Items stored from a collection:

────

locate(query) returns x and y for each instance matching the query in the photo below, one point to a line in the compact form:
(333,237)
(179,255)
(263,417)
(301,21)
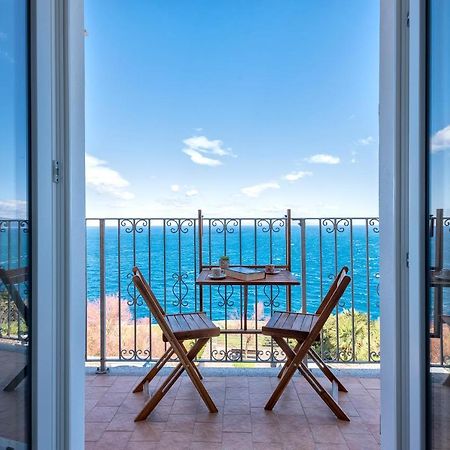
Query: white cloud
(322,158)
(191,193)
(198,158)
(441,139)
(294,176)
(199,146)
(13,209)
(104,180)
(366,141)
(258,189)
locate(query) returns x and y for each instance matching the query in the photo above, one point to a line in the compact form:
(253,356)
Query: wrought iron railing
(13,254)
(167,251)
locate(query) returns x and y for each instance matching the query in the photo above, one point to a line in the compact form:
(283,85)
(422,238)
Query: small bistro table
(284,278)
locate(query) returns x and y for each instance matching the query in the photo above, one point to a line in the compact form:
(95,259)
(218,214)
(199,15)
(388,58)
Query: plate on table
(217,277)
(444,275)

────

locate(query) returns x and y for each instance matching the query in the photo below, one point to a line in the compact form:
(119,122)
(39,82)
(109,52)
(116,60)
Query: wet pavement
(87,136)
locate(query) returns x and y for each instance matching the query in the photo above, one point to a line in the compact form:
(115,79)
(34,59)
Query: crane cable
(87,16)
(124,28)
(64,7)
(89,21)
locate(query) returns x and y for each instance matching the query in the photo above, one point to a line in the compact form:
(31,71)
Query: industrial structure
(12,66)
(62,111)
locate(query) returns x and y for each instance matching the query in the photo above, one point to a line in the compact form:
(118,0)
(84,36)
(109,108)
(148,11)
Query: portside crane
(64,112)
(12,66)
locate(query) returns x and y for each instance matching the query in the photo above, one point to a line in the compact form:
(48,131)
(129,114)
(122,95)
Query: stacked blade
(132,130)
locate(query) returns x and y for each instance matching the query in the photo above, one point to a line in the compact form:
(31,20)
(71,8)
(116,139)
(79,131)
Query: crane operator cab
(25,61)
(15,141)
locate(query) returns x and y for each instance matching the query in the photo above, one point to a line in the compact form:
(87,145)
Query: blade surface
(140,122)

────

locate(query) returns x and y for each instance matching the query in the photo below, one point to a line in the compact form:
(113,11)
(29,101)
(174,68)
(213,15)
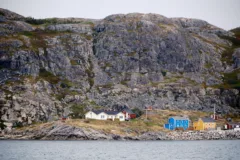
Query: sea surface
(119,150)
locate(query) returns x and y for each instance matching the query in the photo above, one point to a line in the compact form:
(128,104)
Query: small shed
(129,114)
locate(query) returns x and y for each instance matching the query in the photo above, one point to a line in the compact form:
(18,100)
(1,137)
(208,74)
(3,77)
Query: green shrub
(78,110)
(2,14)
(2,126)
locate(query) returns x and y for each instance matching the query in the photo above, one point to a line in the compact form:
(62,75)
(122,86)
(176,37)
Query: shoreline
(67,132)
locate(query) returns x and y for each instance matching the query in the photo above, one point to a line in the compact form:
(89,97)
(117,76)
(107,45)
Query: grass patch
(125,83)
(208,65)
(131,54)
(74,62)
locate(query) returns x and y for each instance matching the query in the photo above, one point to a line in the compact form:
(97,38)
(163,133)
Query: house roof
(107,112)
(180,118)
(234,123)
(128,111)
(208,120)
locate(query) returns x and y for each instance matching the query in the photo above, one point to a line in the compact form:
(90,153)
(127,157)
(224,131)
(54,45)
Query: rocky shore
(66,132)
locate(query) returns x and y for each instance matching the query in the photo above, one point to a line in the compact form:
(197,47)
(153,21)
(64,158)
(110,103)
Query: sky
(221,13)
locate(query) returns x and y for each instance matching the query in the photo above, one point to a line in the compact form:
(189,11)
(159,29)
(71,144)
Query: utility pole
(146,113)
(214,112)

────

#### [Problem to solve]
Find each line in the records above that contains the word "small", and copy those lines. Matching is case-sensitive.

#### [Exercise output]
Query: small bistro table
Query: small shed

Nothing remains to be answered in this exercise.